+++ Input rows

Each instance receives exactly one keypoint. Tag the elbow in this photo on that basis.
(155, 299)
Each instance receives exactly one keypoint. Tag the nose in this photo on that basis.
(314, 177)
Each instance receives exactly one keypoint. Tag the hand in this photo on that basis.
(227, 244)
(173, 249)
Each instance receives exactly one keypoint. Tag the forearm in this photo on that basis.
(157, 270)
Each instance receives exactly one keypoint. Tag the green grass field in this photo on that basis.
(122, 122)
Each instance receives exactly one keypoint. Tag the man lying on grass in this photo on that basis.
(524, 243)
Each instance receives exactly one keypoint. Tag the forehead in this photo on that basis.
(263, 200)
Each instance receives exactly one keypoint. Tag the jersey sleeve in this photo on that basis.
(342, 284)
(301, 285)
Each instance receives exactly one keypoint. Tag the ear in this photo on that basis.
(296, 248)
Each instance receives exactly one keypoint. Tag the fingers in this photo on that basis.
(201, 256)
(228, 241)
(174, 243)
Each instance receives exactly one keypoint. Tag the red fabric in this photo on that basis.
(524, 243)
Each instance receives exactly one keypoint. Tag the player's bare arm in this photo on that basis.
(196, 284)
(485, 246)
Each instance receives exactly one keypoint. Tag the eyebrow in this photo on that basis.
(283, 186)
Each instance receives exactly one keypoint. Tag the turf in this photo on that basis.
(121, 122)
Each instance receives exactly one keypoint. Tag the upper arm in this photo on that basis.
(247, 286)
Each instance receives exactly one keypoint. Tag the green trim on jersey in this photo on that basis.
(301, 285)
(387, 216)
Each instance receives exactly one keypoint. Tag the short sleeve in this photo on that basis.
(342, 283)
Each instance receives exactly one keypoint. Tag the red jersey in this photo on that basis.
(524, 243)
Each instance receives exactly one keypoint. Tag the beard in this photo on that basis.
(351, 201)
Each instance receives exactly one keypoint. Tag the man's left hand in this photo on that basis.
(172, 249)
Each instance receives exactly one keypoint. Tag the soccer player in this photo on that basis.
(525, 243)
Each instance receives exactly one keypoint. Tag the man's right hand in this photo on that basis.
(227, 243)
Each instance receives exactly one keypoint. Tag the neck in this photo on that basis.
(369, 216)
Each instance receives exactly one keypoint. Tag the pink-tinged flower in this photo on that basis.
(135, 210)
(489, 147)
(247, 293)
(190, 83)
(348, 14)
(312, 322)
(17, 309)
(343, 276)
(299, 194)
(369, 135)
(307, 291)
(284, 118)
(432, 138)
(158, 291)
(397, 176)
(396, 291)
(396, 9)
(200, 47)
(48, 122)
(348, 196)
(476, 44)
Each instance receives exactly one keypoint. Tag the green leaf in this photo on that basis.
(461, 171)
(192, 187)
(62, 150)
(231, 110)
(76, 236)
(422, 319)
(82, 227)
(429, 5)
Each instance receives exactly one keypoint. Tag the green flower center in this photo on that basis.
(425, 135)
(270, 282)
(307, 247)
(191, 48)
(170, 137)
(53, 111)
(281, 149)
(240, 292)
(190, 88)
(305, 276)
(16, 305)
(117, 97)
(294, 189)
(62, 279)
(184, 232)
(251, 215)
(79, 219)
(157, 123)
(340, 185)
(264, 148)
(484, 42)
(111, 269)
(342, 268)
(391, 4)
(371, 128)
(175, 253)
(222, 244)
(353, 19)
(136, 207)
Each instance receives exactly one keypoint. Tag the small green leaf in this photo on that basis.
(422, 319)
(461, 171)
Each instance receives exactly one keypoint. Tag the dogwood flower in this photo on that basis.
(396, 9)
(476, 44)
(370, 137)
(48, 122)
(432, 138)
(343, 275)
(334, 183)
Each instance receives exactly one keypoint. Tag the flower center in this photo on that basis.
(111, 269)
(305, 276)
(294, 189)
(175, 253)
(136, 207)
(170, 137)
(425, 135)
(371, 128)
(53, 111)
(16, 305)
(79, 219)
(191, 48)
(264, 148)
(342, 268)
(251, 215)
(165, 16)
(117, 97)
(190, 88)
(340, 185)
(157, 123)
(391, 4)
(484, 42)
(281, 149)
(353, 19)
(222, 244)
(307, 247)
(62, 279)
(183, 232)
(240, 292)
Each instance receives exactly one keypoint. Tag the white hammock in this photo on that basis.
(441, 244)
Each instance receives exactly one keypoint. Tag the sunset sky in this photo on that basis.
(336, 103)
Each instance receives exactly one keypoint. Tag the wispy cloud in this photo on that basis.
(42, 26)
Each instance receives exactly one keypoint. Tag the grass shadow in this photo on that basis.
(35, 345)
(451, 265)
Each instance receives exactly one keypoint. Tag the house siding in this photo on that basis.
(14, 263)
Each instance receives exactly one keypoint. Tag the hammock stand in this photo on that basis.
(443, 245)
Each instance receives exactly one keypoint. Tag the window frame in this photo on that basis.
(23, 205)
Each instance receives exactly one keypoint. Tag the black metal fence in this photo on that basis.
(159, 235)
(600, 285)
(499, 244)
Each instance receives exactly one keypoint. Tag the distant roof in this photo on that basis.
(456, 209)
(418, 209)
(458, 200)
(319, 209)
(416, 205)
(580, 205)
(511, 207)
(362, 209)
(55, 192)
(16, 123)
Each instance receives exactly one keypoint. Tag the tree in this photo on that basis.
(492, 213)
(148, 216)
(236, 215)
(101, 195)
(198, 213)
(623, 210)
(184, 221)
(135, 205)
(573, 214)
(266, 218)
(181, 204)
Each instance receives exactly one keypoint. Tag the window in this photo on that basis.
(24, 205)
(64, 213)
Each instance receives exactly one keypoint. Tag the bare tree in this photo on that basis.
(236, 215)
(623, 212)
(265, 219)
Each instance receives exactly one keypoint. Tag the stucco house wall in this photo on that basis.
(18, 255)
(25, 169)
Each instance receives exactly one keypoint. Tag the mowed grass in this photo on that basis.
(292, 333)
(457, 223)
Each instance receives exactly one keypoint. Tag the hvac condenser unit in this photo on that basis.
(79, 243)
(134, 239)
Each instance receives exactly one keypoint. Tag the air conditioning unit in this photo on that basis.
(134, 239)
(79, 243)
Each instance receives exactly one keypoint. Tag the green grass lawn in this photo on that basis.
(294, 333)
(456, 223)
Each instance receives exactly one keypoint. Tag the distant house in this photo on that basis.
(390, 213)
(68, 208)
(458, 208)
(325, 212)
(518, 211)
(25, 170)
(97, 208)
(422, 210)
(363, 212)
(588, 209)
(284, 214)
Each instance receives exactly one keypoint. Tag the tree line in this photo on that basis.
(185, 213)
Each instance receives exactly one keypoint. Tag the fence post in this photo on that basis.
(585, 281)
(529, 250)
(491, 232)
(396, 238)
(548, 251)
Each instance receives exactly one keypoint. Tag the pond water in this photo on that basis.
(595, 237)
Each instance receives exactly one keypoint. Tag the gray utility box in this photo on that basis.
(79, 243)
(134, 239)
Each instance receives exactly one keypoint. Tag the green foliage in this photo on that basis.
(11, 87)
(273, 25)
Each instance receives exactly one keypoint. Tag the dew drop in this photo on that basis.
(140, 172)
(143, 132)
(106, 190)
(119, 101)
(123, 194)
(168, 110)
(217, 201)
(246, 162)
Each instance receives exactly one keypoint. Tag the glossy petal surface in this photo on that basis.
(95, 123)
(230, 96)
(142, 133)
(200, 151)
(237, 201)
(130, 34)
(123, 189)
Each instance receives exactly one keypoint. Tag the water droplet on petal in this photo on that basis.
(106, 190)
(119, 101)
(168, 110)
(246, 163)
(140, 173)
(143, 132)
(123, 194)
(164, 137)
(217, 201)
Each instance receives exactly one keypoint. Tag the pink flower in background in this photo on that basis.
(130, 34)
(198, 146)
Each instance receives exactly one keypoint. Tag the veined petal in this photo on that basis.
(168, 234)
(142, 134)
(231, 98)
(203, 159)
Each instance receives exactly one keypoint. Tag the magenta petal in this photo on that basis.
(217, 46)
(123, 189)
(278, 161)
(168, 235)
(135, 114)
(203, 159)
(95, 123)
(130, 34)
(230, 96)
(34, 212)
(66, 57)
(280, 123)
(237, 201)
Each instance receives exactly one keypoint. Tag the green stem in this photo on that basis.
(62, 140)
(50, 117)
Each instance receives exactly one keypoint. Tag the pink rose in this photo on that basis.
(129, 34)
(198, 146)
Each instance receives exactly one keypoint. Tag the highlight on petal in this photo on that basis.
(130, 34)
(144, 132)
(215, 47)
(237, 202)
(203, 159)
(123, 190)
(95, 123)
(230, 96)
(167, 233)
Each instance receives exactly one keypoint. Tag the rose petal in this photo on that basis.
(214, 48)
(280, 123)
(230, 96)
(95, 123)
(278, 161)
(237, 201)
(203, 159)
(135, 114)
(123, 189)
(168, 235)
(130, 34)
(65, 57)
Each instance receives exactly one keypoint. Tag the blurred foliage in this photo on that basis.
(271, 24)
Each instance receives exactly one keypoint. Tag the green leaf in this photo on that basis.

++++++
+++ Input rows

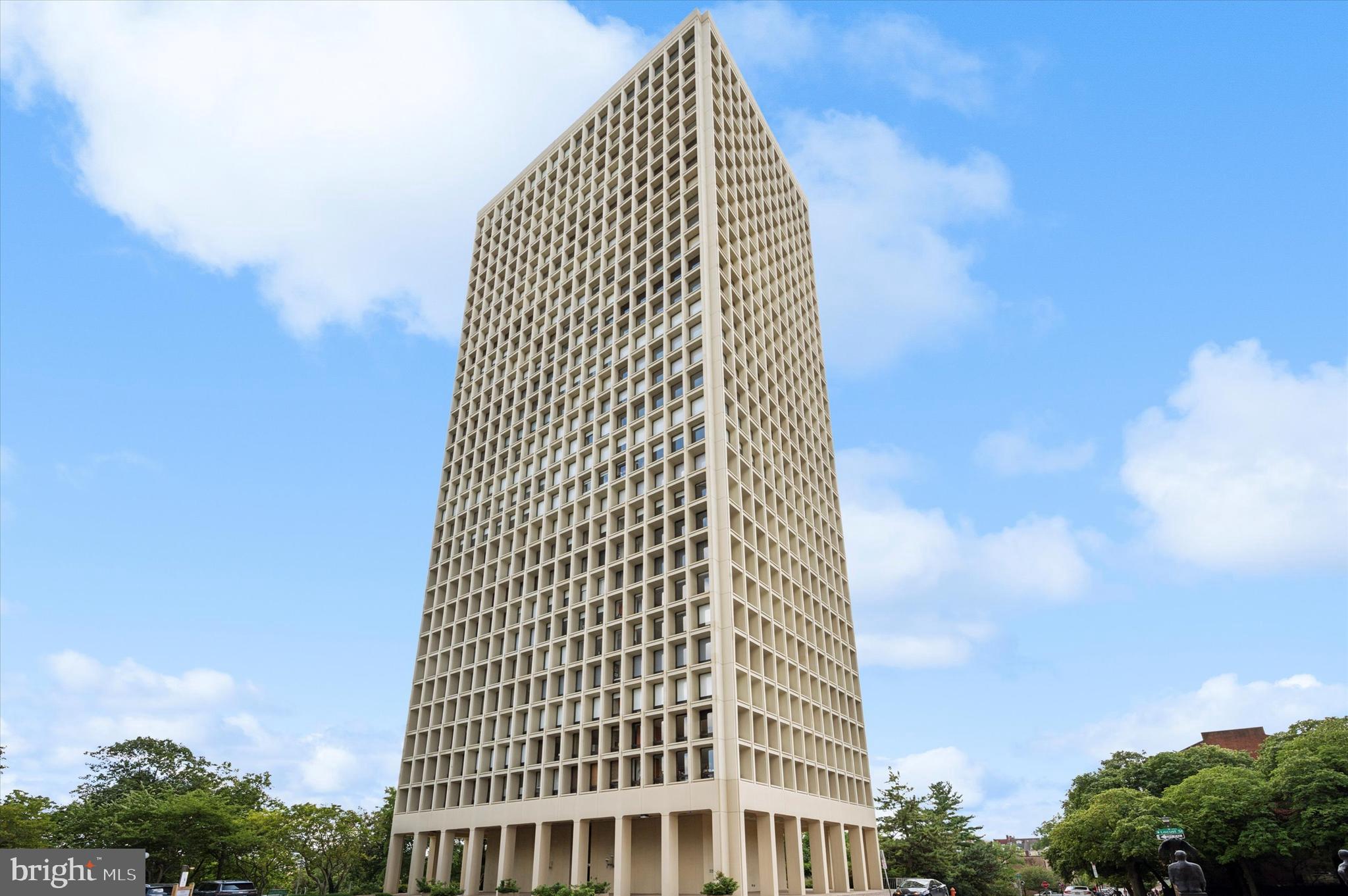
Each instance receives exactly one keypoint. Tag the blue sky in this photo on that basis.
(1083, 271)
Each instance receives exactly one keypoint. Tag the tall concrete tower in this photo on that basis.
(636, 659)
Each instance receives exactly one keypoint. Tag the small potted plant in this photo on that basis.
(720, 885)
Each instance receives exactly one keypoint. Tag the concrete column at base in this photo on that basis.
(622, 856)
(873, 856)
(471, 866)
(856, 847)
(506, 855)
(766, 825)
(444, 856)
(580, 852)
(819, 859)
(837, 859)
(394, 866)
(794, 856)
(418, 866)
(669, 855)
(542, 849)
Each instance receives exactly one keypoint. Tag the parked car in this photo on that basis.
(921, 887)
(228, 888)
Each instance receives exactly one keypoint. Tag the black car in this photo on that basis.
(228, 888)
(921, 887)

++++++
+++ Input rows

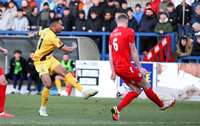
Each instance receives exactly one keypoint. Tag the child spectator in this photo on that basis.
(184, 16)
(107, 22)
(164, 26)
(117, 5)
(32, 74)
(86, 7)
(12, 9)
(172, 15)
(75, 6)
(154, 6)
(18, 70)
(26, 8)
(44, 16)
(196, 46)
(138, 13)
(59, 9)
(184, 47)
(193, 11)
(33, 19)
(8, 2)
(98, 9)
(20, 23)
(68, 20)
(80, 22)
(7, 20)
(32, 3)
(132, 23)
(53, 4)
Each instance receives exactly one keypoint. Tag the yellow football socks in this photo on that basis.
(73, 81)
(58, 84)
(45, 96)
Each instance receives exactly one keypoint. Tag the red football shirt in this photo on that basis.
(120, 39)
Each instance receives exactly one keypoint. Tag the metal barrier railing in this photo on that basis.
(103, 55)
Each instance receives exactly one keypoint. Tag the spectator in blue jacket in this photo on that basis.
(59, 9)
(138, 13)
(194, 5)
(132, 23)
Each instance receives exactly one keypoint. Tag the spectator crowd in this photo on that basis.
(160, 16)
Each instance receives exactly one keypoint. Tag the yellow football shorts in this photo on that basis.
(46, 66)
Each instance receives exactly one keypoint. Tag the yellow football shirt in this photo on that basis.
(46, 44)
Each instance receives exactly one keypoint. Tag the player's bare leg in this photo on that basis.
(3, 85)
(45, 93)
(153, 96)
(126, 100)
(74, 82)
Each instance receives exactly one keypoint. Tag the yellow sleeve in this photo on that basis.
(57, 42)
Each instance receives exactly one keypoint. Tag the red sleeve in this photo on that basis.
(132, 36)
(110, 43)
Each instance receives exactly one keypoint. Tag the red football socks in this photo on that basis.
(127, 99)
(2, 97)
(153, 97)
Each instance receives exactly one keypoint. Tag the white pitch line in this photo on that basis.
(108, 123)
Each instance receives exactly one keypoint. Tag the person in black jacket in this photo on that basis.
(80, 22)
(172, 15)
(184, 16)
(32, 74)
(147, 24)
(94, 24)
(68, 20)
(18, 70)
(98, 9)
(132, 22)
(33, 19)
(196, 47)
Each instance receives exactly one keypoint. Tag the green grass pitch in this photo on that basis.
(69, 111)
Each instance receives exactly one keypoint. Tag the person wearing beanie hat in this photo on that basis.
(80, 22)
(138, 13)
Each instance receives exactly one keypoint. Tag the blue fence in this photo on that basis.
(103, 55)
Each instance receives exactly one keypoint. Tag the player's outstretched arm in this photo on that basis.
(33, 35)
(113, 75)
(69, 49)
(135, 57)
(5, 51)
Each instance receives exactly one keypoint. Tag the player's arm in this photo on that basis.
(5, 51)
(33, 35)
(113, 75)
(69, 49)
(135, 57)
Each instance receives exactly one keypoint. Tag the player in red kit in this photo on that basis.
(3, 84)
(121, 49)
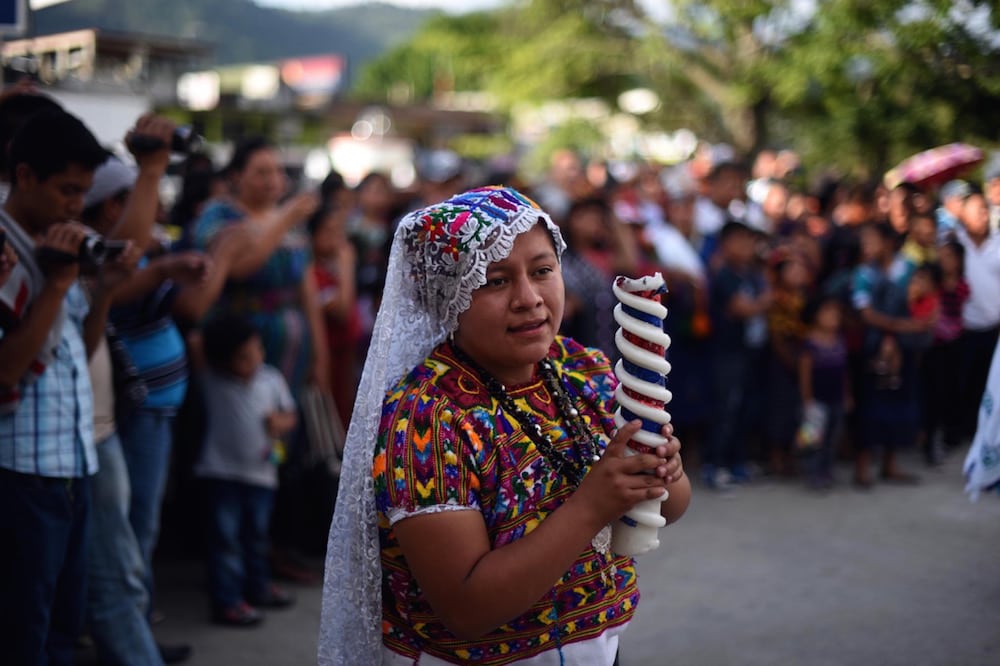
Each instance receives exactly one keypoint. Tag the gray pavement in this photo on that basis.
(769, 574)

++++++

> Instructions to follow
Pull out each line in the records that contains the word "rose".

> Result
Each instance receives exactly one keypoint. Tag the pink rose in this photo on that basis.
Each instance receives exactly one keypoint. Tag the rose petal in this photo on that basis.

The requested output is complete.